(Dataset excerpts)
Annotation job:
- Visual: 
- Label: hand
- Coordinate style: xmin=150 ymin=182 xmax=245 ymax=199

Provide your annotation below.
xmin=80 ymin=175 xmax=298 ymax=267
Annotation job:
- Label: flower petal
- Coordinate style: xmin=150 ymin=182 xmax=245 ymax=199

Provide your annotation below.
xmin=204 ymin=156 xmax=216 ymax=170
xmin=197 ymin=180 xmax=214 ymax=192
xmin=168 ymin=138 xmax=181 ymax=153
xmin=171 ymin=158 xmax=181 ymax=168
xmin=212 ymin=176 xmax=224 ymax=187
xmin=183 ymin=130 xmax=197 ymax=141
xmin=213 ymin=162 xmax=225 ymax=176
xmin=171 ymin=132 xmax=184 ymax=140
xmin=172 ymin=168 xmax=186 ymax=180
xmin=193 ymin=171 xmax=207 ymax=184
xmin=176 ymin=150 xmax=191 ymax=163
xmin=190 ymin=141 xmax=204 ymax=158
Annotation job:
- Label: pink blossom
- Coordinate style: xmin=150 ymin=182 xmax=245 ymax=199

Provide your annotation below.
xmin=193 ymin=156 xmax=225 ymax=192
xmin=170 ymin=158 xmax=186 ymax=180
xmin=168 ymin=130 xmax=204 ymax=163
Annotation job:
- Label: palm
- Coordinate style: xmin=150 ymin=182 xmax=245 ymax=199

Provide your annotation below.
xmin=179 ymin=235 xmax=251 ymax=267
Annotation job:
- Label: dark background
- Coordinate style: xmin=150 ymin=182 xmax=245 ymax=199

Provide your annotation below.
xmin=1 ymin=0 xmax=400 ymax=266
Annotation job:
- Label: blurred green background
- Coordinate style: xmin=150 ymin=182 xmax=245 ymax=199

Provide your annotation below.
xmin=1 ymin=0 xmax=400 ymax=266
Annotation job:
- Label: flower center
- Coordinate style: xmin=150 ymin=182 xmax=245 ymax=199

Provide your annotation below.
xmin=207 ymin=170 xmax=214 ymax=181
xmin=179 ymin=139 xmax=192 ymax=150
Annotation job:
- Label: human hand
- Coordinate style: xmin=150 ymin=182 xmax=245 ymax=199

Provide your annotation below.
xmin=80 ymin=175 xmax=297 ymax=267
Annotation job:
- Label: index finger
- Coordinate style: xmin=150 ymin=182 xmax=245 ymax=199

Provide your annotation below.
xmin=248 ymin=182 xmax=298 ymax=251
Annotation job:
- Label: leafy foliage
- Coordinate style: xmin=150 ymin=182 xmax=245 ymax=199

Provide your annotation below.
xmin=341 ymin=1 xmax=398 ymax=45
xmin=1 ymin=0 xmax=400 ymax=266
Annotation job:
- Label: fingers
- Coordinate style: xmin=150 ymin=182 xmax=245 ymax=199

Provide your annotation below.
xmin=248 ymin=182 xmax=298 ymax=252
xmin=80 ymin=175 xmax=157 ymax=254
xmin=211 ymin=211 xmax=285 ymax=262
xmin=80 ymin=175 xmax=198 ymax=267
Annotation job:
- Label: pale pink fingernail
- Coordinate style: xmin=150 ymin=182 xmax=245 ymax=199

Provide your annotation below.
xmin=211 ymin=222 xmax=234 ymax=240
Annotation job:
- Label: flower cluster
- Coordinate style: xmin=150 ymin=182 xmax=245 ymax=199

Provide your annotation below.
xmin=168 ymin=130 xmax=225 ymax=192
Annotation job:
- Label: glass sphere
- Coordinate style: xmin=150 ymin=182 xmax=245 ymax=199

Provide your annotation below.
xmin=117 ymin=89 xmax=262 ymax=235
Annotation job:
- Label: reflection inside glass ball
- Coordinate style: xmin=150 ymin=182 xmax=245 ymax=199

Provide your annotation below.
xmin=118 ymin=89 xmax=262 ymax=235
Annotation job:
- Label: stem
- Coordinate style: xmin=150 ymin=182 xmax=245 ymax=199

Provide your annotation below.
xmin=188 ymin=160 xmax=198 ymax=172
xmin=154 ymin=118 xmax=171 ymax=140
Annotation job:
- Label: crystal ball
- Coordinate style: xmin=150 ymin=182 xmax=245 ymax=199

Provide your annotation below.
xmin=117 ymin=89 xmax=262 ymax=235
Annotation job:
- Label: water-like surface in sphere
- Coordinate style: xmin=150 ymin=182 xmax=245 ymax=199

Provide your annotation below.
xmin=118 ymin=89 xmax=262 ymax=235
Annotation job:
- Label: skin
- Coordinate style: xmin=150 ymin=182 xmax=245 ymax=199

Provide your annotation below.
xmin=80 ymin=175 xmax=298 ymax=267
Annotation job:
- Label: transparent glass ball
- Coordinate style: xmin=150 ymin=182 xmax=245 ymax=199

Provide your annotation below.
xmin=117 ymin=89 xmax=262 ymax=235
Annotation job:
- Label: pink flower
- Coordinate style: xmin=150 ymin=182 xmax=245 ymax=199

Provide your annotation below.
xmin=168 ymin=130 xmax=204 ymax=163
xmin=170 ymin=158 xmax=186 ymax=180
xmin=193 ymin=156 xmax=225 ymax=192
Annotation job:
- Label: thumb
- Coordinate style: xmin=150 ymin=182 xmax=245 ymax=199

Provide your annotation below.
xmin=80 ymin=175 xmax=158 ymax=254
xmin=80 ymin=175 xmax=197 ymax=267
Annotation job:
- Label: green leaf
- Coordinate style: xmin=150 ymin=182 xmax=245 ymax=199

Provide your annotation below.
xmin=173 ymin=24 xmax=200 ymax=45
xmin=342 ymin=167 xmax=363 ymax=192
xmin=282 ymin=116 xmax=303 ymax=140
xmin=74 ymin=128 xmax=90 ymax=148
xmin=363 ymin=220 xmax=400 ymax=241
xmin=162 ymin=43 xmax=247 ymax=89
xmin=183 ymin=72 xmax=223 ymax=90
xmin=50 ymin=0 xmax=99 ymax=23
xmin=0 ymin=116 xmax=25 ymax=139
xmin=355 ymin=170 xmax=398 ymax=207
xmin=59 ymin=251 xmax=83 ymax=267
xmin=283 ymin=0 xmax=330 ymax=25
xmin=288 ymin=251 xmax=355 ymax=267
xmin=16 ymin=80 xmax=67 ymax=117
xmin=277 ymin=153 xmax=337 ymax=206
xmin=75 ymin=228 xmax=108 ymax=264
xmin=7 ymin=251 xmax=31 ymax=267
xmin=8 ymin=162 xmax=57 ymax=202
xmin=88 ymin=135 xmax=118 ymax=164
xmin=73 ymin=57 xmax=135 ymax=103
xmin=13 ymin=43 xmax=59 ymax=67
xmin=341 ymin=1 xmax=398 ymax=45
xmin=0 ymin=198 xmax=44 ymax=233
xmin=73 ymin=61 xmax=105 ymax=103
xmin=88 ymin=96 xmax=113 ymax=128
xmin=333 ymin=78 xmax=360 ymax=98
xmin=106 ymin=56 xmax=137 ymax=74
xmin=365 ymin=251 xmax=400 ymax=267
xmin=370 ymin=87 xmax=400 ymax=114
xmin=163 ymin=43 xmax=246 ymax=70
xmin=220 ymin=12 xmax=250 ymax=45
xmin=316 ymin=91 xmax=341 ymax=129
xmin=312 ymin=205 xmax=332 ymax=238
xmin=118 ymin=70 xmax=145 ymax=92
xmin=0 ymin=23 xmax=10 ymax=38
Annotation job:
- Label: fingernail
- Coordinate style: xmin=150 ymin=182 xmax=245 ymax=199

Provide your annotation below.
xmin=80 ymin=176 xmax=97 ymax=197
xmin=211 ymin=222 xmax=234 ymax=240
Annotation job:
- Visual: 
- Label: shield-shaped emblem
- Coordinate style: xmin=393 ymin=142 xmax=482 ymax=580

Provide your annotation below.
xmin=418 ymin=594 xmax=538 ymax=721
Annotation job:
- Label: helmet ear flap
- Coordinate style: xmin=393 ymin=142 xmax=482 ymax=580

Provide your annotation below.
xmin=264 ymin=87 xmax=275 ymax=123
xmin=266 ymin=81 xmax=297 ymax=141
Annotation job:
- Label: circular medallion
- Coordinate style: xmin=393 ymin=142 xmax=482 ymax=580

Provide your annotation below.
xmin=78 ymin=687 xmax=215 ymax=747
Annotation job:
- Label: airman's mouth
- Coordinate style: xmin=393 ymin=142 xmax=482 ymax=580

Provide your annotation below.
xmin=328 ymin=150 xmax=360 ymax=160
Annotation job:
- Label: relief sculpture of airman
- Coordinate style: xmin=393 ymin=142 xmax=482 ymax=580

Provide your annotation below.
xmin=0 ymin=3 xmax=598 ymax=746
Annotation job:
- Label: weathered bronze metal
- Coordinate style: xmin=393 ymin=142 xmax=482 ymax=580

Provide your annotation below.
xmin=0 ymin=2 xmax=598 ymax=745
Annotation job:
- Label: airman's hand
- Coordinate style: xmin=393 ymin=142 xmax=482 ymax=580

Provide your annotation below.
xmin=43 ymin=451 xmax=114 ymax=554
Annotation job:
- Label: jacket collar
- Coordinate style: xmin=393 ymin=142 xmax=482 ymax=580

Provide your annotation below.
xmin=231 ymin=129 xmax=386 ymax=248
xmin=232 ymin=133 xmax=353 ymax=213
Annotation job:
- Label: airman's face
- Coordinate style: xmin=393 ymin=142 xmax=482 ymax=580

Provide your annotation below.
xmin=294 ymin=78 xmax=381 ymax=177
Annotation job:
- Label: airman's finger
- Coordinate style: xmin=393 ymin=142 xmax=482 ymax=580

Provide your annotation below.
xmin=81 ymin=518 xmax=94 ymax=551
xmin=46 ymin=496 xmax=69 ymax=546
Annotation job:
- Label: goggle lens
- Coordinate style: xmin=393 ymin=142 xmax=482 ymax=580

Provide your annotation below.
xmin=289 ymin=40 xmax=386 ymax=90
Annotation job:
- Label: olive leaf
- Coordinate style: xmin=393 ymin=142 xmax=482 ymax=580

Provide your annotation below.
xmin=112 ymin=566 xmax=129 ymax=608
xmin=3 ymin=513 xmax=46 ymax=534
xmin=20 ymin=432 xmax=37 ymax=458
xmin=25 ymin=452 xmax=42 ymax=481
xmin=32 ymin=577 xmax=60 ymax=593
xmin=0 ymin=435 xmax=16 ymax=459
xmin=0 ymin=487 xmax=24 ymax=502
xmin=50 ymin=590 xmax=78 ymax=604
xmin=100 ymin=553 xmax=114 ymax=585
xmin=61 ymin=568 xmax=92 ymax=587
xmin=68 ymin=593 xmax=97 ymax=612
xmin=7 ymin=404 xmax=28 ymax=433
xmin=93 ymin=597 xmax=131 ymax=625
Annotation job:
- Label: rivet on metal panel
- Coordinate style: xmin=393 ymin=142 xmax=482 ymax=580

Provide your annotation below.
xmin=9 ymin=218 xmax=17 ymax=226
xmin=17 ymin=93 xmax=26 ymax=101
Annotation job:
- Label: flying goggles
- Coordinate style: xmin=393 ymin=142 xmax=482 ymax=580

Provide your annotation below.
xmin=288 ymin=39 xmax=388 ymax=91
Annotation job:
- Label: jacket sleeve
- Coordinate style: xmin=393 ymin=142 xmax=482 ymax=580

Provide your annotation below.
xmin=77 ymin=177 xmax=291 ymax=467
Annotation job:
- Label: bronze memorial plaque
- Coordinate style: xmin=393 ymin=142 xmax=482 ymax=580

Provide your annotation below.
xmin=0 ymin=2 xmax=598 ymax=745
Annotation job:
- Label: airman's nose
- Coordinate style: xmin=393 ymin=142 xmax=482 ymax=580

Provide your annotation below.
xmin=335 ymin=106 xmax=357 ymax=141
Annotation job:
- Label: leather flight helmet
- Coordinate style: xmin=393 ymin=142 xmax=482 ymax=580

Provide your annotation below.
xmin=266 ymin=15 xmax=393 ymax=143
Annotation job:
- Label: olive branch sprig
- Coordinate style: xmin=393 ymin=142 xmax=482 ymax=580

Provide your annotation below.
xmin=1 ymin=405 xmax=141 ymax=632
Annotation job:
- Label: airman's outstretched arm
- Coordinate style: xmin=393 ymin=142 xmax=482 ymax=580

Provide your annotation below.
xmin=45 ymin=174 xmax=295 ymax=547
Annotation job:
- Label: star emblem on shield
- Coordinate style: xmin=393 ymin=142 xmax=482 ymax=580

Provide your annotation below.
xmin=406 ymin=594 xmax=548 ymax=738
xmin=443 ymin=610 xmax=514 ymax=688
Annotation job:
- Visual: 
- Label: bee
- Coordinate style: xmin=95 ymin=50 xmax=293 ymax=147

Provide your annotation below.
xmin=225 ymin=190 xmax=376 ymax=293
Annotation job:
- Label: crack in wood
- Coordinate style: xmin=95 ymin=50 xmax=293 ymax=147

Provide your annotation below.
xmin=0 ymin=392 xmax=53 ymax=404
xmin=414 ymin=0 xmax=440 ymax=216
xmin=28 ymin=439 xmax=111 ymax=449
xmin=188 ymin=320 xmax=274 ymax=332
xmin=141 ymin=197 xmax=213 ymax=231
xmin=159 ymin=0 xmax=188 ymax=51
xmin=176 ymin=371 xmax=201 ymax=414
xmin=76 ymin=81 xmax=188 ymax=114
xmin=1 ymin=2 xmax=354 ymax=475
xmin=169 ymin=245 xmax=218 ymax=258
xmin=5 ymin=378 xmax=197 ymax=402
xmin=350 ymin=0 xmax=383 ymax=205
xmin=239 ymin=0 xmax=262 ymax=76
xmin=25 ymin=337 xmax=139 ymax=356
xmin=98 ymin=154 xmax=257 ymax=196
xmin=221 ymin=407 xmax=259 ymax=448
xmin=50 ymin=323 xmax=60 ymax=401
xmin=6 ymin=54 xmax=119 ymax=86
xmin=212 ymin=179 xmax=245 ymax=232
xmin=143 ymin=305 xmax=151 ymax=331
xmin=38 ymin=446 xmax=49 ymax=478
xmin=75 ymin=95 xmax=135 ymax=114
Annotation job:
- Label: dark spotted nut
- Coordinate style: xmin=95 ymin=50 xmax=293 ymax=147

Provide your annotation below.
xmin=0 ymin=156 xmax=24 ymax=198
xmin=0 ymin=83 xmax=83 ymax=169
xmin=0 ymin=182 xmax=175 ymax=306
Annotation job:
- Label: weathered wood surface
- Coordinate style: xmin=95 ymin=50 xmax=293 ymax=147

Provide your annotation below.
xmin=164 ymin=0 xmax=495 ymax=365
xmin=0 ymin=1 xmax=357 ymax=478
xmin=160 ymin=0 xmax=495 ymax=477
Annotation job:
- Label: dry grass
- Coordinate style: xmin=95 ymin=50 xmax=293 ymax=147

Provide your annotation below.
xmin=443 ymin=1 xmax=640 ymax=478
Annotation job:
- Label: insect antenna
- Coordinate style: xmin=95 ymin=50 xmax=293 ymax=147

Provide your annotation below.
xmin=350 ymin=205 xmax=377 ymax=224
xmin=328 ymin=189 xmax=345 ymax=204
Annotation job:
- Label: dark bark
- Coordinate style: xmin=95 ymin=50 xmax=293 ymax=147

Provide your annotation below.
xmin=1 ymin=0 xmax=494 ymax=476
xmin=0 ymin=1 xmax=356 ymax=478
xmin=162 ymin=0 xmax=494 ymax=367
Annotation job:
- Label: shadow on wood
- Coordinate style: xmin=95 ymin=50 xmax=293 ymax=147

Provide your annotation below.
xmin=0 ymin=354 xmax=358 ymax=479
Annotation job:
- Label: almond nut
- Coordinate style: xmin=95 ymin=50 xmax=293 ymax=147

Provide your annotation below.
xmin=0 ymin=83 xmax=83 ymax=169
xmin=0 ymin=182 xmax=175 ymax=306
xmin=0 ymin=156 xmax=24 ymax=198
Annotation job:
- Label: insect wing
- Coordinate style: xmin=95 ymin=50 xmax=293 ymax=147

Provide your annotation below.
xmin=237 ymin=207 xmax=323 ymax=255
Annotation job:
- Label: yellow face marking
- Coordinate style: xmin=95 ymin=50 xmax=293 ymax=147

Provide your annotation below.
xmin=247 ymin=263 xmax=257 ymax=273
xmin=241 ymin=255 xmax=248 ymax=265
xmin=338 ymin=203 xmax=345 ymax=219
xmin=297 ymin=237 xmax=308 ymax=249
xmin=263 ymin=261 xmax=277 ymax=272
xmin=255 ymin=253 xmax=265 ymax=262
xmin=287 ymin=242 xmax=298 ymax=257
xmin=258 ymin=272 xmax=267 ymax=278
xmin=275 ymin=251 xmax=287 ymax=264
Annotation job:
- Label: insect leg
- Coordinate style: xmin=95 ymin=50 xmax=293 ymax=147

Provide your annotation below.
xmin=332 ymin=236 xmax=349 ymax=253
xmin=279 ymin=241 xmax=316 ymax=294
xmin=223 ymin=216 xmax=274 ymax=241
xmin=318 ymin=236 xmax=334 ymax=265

*Work item*:
What lines in the entries contain "insect"? Report each one by copying it.

*Reply*:
- Label: insect antenna
- Label: insect wing
- Label: insect leg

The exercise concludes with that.